[Source excerpt]
Kawakawa and disappointment

On our approach to the Bay of Islands I noted that we were to drive near Kawakawa.

As this was the infamous home of the Hundertwasser Toilets, I duly prodded the driver and requested (for his benefit of course) that we take a driving break in the locality of this tourist attraction.

Kawakawa

I wish I hadn’t bothered.

What a sad little place. The tourists obviously flock in to see the colourful public toilets, which are really not that impressive, but there is very little else in the town to see and it appeared to me to be unkempt and untidy.
Sorry Kawakawa residents and fans. I tell it as I see it.

Kawakawa COPYRIGHT KIWI BLOG BUS

Kawakawa COPYRIGHT KIWI BLOG BUS

We didn’t know about the steam train that ran from Kawakawa (through the middle of the street) and this was the most pleasant surprise.

[Available records]
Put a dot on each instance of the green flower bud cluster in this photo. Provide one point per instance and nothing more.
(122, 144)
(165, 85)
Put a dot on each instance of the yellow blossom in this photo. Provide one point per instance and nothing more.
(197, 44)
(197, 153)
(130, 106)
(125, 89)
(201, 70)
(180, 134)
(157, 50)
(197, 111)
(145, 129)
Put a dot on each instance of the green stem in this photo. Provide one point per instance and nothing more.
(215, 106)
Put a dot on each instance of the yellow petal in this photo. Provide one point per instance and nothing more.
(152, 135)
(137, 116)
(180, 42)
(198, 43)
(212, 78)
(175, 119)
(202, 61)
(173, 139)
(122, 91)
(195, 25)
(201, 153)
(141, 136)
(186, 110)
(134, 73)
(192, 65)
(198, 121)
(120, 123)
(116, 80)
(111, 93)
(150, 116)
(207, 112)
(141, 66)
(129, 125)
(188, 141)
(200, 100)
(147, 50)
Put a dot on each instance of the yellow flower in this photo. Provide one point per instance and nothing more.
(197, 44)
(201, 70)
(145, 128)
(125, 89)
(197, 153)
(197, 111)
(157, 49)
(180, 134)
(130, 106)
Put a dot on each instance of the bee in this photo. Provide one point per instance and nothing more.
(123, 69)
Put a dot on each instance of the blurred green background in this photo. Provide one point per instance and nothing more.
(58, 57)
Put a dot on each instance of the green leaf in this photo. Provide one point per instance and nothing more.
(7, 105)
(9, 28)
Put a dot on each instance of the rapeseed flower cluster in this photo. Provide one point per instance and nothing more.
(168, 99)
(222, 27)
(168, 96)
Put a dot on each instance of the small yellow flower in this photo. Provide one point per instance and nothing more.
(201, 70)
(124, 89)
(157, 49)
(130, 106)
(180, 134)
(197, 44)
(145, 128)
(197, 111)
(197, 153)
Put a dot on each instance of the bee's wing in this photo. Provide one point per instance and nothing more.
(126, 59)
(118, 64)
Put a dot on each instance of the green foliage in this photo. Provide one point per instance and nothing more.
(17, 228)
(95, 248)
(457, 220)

[To be done]
1. In the Kawakawa post, what was the most pleasant surprise for the writer?
2. Edit the records from the line containing "Put a dot on each instance of the bee's" through the end of the records, changing "foliage" to "leaves" and leaving everything else as it is. Return only that stretch.
The text and the records come from unrelated sources.

[Expected responses]
1. The steam train that ran from Kawakawa through the middle of the street.

2.
Put a dot on each instance of the bee's wing in this photo. Provide one point per instance and nothing more.
(126, 59)
(118, 64)
Put a dot on each instance of the green leaves in this photo. Provide one point per instance and nothing more.
(17, 228)
(95, 248)
(457, 220)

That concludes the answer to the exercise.